Текст.
══════
Кант в своей теории познания исходил из предпосылки: научная истина существует и имеет силу, а затем ставил вопрос: при каких мыслительных предпосылках возможно, то есть имеет смысл, такое утверждение? Точно так же современные эстетики (осознанно – как, например, Дьердь Лукач – или просто фактически) исходят из предпосылки, что существуют произведения искусства, а затем ставят вопрос: как это в конце концов возможно?
   Правда, теологи, как правило, не удовлетворяются такой (по существу религиозно-философской) предпосылкой, а исходят из предпосылки более далеко идущей – из веры в «откровение» как факт, важный для спасения, то есть впервые делающий возможным осмысленный образ жизни. Они допускают, что определенные состояния и поступки обладают качествами святости, то есть создают образ жизни, исполненный религиозного смысла.
   Вы опять-таки спросите: как истолковать долженствующие быть принятыми предпосылки, чтобы это имело какой-то смысл? Сами такие предпосылки для теологии лежат по ту сторону того, что является «наукой». Они суть не «знание» в обычном смысле слова, а скорее некоторое «достояние». У кого нет веры или всего прочего, необходимого для религии, тому их не заменит никакая теология. И уж тем более никакая другая наука. Напротив, во всякой «позитивной» теологии верующий достигает того пункта, где имеет силу положение Августина: «Credo non quid, sed quia absurdum est».
[6]Способность к подобному виртуозному акту «принесения в жертву интеллекта» есть главнейший признак позитивно-религиозного человека. И это как раз свидетельствует о том, что напряжение между ценностными сферами науки и религии непреодолимо, несмотря на существование теологии (а скорее даже благодаря ей).
══════
Исходные данные.
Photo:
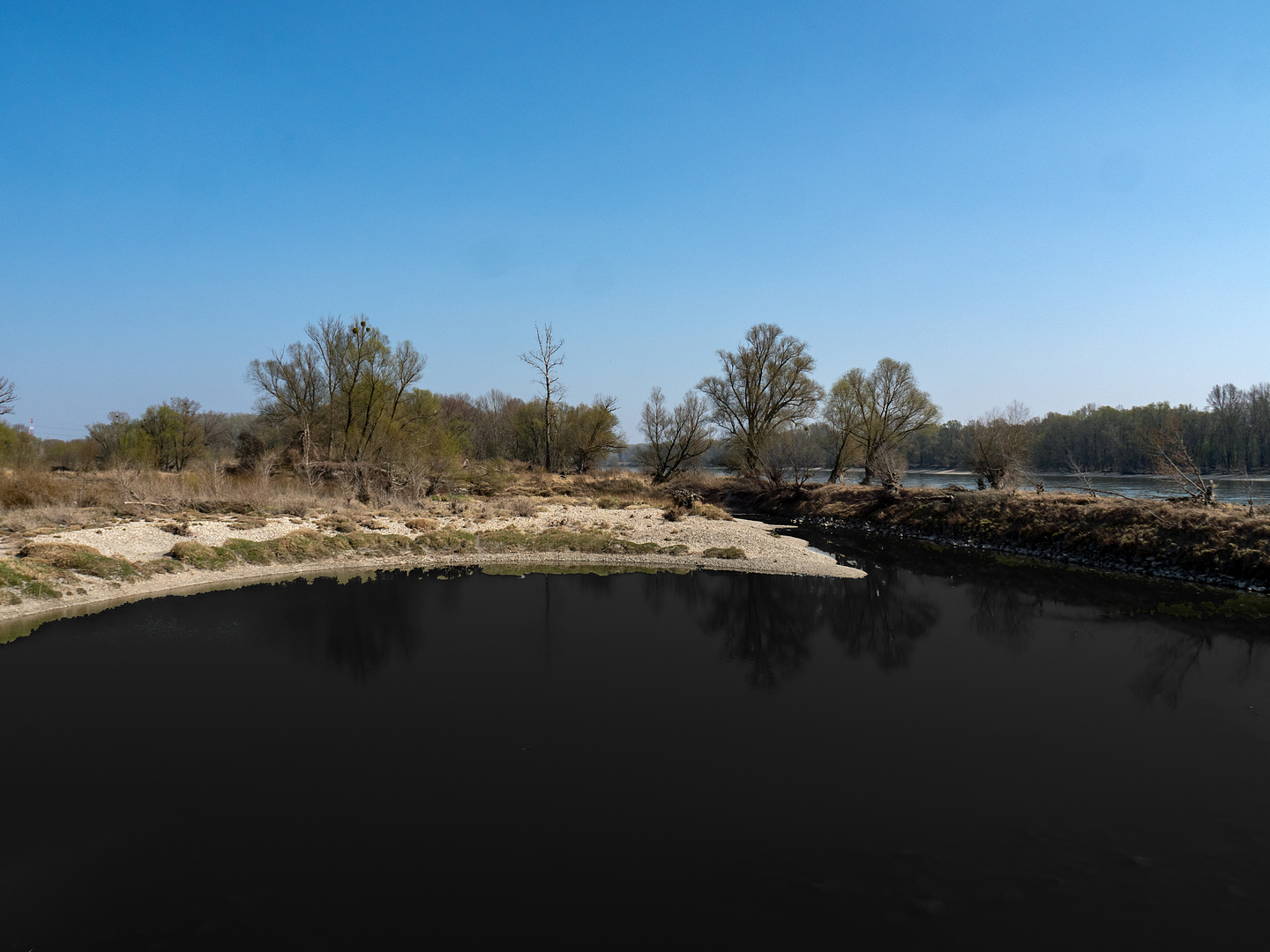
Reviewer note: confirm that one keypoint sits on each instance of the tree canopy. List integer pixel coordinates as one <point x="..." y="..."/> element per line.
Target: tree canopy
<point x="765" y="386"/>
══════
Задание A. Изложите содержание текста в двух предложениях.
Задание B. Перепишите дословно отрывок текста от «Правда, теологи, как» до «исполненный религиозного смысла.».

Полное решение A. Как Кант исходил из существования научной истины, а современные эстетики исходят из существования произведений искусства, так теологи исходят из веры в откровение как факт, важный для спасения. Такие предпосылки лежат по ту сторону науки и не заменяются никакой теологией, а напряжение между ценностными сферами науки и религии непреодолимо, несмотря на существование теологии.

Полное решение B.
Правда, теологи, как правило, не удовлетворяются такой (по существу религиозно-философской) предпосылкой, а исходят из предпосылки более далеко идущей – из веры в «откровение» как факт, важный для спасения, то есть впервые делающий возможным осмысленный образ жизни. Они допускают, что определенные состояния и поступки обладают качествами святости, то есть создают образ жизни, исполненный религиозного смысла.